TAREAS:
a) Indica si cada afirmación concuerda con el texto sobre el emparejamiento de transistores: (i) la corriente fija debe elegirse cercana a la que tendrá el transistor en reposo; (ii) los principios básicos varían de un método práctico de medida a otro; (iii) cantoni11 usaba una fuente de 12 V. Responde sí o no y cita literalmente las palabras del texto que lo deciden.
b) Reanuda el texto sobre el emparejamiento de transistores a partir de su última frase.

*** PASAJE SELECCIONADO ***

He preparado un documento sobre como matchear, emparejar, parear, o como queramos llamarlo, un par de transistores.

El método que yo utilizo está basado en el criterio más extendido, y que es igualar una tensión vbe o vgs para una corriente fija dada. Esta corriente fija conviene elegirla que sea próxima a la que luego vaya a tener el transistor en reposo.

Por ejemplo, para el amplificador Epsilon-Lavardin elegiremos 150mA de corriente, que es la que tienen cada uno de los mosfets en reposo. Elegiremos nuestra corriente de reposo de acuerdo a nuestras necesidades en cada caso.

Este procedimiento lo aplico después de muchas horas de consultar libros, blogs, artículos varios y después de aplicarlo a la práctica de distintas formas, he llegado a elaborar mi propio método práctico y que a mí me resulta la más cómoda sin perder por ello la precisión necesaria. 

Los principios básicos son los mismos en cada uno de los innumerables métodos prácticos de medida que podamos encontrar por ahí, solo cambia la forma en que aplicamos esos principios para obtener al final los valores que buscamos. 

Yo he preparado el modo de hacerlo más cómodo, aunque también se puede hacer casi lo mismo con muy poco equipamiento tal como describo en el documento.

Debo señalar que estos métodos son los empleados para parear transistores para audio.


----------



## cantoni11 (Ago 2, 2016)

Hola Luismc,muchas gracias  por este aporte.Yo estoy por montar el epsilon lavardin me viene muy bien  el post ..Yo usaba el metodo de la fuente con 15v la resistencia de 150 ohm ,como se ve en el sgte esquema

Para los fet 2SK170 de entrada del Epsilon, que metodos es conveniente usar??el de la fuente regulada a 150ma?? .saludos

PD.:El circuito con el lm317 y la R8.2 como seria las conexiones con el IRFP9240?? en el pdf ta el ejemplo del IRFP240. solamente .El voltimetro no esta en el esquema ,pero para medir el vgs ,iria entre la pata G,S segun sea canal N o Canal P la polaridad??

*** REGISTROS EXTRAÍDOS ***

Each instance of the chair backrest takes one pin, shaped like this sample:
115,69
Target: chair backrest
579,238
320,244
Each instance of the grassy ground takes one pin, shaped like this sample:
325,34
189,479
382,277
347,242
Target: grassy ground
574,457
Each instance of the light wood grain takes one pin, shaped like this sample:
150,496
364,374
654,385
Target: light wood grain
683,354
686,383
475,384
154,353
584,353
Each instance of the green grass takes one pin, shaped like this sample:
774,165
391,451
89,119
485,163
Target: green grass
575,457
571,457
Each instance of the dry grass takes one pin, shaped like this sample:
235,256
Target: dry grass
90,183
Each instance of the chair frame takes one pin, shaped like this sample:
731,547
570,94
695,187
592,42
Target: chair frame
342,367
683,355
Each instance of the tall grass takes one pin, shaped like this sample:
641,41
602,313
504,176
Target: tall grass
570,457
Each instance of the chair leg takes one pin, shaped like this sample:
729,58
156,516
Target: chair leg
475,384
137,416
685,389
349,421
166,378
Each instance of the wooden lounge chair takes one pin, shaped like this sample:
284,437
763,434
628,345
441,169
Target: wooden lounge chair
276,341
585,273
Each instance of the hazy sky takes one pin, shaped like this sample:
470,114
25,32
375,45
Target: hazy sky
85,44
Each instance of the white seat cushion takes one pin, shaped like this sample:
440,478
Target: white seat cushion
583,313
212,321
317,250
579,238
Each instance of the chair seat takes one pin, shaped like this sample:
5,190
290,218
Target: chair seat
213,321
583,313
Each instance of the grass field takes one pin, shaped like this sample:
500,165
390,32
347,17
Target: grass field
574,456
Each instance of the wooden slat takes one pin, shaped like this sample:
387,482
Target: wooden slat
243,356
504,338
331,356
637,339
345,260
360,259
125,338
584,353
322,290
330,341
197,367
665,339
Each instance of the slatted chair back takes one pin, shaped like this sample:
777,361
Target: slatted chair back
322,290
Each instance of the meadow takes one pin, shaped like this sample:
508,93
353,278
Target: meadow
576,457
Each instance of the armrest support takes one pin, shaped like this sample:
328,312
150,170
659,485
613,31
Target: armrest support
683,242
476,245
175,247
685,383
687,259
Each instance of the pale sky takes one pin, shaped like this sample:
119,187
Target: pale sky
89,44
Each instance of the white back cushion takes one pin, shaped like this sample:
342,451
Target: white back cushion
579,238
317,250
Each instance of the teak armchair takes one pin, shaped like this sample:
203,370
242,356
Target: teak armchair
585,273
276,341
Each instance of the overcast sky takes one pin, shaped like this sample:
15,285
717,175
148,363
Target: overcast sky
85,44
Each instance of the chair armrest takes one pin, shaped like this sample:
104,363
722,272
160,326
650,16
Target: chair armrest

***

RESPUESTAS POR APARTADO:
a)
(i) Sí: «Esta corriente fija conviene elegirla que sea próxima a la que luego vaya a tener el transistor en reposo».
(ii) No: «Los principios básicos son los mismos en cada uno de los innumerables métodos prácticos de medida que podamos encontrar por ahí».
(iii) No: «Yo usaba el metodo de la fuente con 15v».

b)
----------



## luismc (Sep 11, 2016)

cantoni11 dijo:


> Hola Luismc,muchas gracias  por este aporte.Yo estoy por montar el epsilon lavardin me viene muy bien  el post ..Yo usaba el metodo de la fuente con 15v la resistencia de 150 ohm ,como se ve en el sgte esquema
> Ver el archivo adjunto 146759
> Para los fet 2SK170 de entrada del Epsilon, que metodos es conveniente usar??el de la fuente regulada a 150ma?? .saludos
> 
> PD.:El circuito con el lm317 y la R8.2 como seria las conexiones con el IRFP9240?? en el pdf ta el ejemplo del IRFP240. solamente .El voltimetro no esta en el esquema ,pero para medir el vgs ,iria entre la pata G,S segun sea canal N o Canal P la polaridad??



Perdón por el retraso, ignoro el motivo por el que no me llegó notificación de tu post.
Como ves, podemos utilizar muchos métodos para llegar al mismo fin. Propuse el método de corriente fija porque creo que es más sencillo de implementar. 
Efectivamente hay que medir Vgs con el voltímetro. Donde ponemos la punta positiva o negativa del voltímetro carece de importancia, nos interesa la cantidad y no el signo.
Espero haber respondido a tu pregunta.


----------



## diegomj1973 (Sep 11, 2016)

Cabe aclarar que en el esquema que muestro a continuación, que es parte del documento .pdf antes subido, el voltaje V1 debe elegirse de modo tal que garantice la correcta regulación del LM317 ó LM337 (según qué se utilice). Para el apareado de mosfets conviene sea de más de 7,75 V muy aprox. y de un valor máximo que no provoque un calentamiento excesivo del regulador mismo.



Como está en el esquema, el LM317 podría llegar a disipar un poco más de 1,452 W (dependiendo de las tolerancias propias de los elementos involucrados, a excepción del voltaje de V1, que para esa estimación de disipación se consideró fijo en 12 V).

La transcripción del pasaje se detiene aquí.